### Quoted text:
* * * * * * *

I like the beats and I like the yelling: Blessed by Perversion, Transilvania, Exsul

Blessed by Perversion: Remnants of Existence (2020)

The latest album from Greece’s Blessed by Perversion is an interesting cocktail of fairly standard death metal riffage that has been given a new lease life thanks to the commentary of melodic riffs borrowed from their black metal countrymen. In fact, the riffs with a more overt death metal flavour are kept deliberately primitive, to the point where they act as little more than percussive interludes set in contrast to the complex tremolo picked meanderings that makes up the real bulk of these tracks. The result is an interesting hybrid that looks like a death metal album cut from the usual template of the modern style, but manages to smuggle in degrees of subtlety beneath this deceptive veneer.

The production in part explains this. All is clear, crisp, digitally precise, with clicky double-bass drums and the same guitar tone we’ve heard a hundred times before on modern death metal albums. But credit where it’s due, the bass can be clearly heard thundering away beneath the meaty mix, and this instrument is given frequent moments to shine as it announces the next passage whilst the other instruments pause for breath. Vocals are low but not quite guttural by death metal standards, with clarity retained to discern some of the lyrics within the fray. Understated keyboards make regular appearances, following the chord sequences of the guitars. Again, although the literal application of subtle synth tones is nothing noteworthy, it adds an interesting layer of ethereal mysticism to this otherwise mechanical operation, elevating the music above simple metrics of brutality and rhythm into something with a distinctive character.

Generic production values aside, the playing and arrangements are executed flawlessly. The drums consistently refresh the guitars, framing or interrupting the flow of each track as required. They are able to jump from fluid blast-beats to accenting the percussive punch of the basic death metal passages, further accenting the contrast between the two. The guitars themselves exhibit a similar compulsion to throw out moments of soaring melody at unexpected junctures, forever linking this back to the dirty death metal soil from whence it came. It’s an interesting push and pull of primitivism contrasted with regal harmonic tendencies that elevates this album above the polished, mass-production qualities of the general presentation.

One other thing to note is the scarcity and briefness of the solos (with the exception of the epic closing number ‘Within Monumental Chaos’). Whilst solos in themselves are only as good as the execution and placement within a piece, it is noteworthy that Blessed by Perversion largely shun them as a creative tool. Deciding instead to spend their creative energies in carefully crafting these riffs toward a culmination in their own right. Any heightened drama and chaos that solos can add is almost an afterthought for this band; a ‘nice to have’ but not by any measure necessary.

* * * * * * *

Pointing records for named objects

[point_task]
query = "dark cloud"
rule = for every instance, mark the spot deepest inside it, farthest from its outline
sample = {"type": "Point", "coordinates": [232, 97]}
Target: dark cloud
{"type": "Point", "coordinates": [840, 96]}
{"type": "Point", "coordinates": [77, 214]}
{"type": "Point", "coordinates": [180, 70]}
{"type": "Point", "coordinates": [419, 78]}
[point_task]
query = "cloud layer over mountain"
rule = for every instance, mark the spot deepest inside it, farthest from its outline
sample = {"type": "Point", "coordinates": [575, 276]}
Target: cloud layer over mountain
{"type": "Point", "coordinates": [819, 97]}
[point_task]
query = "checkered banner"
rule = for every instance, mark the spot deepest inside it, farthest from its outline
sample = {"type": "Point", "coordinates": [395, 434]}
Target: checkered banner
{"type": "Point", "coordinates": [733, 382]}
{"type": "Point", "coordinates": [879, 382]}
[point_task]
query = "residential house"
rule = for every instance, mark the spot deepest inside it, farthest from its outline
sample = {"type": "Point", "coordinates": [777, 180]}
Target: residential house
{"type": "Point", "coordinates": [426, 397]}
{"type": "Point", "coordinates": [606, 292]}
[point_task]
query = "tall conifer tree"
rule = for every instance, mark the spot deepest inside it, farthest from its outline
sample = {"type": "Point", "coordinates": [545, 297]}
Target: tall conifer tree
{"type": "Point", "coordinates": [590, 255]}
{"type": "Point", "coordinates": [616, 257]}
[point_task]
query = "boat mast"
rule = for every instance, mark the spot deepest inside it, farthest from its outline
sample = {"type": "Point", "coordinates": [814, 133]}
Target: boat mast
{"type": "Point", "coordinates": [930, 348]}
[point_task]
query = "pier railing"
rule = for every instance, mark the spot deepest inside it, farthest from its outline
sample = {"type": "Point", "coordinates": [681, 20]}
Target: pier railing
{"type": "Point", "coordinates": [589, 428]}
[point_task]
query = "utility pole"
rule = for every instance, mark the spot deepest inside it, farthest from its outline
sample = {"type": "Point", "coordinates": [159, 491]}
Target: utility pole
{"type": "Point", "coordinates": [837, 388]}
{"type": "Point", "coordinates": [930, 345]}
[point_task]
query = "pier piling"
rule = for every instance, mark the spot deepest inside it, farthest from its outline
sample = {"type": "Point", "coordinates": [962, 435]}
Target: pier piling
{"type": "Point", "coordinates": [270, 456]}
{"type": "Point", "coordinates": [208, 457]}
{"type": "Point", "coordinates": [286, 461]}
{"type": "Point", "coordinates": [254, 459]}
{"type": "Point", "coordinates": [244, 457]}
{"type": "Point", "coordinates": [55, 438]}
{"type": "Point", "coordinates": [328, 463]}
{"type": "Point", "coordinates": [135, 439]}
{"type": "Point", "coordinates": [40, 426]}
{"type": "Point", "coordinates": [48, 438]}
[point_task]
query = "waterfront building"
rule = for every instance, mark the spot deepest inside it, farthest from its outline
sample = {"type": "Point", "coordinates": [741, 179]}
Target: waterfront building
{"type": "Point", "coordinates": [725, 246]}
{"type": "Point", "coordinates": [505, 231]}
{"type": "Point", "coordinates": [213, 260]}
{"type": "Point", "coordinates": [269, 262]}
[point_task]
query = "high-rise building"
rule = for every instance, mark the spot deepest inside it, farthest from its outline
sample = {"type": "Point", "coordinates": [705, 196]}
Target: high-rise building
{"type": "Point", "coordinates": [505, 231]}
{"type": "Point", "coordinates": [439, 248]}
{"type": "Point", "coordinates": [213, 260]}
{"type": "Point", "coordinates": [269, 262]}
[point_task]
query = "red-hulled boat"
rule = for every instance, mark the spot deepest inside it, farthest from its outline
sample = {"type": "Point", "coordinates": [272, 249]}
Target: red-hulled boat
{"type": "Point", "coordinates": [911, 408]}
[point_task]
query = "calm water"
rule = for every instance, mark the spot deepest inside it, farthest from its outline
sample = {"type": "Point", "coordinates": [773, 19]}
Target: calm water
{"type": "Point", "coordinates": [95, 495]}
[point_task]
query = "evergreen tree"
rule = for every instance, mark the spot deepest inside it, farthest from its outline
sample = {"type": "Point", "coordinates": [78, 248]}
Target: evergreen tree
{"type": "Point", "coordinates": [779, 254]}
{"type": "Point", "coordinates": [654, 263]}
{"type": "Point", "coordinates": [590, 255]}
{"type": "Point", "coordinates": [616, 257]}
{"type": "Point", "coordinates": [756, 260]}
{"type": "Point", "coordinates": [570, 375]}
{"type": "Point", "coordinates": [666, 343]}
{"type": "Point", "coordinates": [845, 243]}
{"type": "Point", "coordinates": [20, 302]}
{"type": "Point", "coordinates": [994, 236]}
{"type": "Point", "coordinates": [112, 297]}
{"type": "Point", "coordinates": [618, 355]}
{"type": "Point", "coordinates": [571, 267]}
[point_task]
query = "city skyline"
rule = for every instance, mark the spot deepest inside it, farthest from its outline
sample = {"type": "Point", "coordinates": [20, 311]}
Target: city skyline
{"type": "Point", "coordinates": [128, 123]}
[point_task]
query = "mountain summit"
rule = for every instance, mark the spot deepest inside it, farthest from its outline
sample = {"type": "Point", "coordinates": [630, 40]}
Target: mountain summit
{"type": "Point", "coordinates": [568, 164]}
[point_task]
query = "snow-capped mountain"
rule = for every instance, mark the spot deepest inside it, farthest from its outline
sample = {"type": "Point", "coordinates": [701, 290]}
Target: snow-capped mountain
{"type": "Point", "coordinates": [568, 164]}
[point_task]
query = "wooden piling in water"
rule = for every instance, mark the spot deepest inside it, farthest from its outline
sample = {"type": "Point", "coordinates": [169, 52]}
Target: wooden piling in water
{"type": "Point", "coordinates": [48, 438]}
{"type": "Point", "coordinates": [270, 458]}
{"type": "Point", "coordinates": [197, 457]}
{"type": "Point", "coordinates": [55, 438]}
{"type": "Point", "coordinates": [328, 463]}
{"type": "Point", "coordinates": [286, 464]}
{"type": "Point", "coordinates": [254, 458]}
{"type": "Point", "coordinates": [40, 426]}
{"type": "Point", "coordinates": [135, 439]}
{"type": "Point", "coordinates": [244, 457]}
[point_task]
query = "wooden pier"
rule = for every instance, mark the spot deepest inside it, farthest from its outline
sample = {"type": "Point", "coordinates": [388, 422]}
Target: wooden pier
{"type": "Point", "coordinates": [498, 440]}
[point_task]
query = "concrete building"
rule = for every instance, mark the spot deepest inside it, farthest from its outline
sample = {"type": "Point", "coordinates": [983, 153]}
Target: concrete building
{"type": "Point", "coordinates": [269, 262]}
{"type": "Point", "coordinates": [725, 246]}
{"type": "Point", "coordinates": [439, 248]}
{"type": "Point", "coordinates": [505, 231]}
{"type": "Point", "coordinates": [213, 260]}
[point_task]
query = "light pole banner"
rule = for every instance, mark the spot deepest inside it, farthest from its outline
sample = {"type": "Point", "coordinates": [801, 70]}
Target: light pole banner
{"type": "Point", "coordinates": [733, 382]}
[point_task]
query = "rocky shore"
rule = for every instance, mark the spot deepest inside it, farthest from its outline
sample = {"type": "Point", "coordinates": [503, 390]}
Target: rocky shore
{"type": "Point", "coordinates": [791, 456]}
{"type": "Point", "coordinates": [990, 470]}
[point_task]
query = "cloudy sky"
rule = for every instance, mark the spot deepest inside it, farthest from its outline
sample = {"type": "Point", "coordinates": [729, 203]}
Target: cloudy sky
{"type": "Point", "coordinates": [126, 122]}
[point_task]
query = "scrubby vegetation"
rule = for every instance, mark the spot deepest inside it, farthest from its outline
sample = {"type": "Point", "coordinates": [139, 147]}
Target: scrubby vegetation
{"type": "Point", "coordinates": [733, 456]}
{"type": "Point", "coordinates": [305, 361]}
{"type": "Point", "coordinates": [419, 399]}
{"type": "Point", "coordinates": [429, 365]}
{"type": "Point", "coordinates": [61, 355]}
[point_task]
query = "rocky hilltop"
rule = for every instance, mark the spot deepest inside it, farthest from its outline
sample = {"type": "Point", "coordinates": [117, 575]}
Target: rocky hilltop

* * * * * * *

### Work to complete:
In the album review above, write out the passage starting with "Generic production values" and going on through "the general presentation.".

### Full answer:
Generic production values aside, the playing and arrangements are executed flawlessly. The drums consistently refresh the guitars, framing or interrupting the flow of each track as required. They are able to jump from fluid blast-beats to accenting the percussive punch of the basic death metal passages, further accenting the contrast between the two. The guitars themselves exhibit a similar compulsion to throw out moments of soaring melody at unexpected junctures, forever linking this back to the dirty death metal soil from whence it came. It’s an interesting push and pull of primitivism contrasted with regal harmonic tendencies that elevates this album above the polished, mass-production qualities of the general presentation.